- _GOAL_
Rescale the lines of the records that begin at the one containing "Is there any green" and stop after the one containing "left=62, top=37, right=75, bottom=64". Give those lines again with the request unchanged, multiplying every pixel coordinate in the answers by 0.45 and rounding to whole numbers, halves up.
>> start EXTRACTED INFORMATION
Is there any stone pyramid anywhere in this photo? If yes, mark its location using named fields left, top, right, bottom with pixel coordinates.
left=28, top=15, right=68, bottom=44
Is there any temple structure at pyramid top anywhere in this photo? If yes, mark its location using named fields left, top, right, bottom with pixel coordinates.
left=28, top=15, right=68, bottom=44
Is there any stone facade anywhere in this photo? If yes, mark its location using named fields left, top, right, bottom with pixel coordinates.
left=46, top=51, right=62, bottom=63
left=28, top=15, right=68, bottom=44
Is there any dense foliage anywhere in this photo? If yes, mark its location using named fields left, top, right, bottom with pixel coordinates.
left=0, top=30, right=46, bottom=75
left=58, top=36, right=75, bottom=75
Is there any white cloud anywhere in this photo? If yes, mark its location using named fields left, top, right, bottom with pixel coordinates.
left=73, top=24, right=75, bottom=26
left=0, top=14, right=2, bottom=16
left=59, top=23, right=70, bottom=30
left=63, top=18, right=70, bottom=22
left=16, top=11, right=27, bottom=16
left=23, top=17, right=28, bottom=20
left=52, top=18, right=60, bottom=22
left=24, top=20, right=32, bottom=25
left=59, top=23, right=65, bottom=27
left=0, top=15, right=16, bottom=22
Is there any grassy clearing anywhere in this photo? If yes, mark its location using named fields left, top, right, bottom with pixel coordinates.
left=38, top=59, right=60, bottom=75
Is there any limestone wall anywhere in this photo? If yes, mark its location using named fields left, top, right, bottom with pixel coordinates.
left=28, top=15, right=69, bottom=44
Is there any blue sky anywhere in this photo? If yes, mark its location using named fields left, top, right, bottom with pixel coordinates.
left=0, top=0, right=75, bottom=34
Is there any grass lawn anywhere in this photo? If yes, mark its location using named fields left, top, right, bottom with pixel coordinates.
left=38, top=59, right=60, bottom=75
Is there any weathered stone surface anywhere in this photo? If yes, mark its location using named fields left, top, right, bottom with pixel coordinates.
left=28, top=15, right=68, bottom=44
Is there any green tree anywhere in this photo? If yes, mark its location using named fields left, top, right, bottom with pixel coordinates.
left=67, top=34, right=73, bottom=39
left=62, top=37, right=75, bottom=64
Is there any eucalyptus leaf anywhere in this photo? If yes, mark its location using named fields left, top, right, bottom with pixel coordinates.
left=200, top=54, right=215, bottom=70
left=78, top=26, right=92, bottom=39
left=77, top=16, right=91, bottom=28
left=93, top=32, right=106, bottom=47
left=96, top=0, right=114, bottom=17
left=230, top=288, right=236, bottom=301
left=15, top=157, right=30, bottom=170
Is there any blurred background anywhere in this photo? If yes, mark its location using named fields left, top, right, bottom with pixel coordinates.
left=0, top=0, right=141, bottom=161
>> end EXTRACTED INFORMATION
- _OUTPUT BELOW_
Is there any green tree anywhere in this photo? If yes, mark its location using named fields left, top, right, bottom with pixel coordinates.
left=30, top=15, right=33, bottom=18
left=28, top=17, right=34, bottom=29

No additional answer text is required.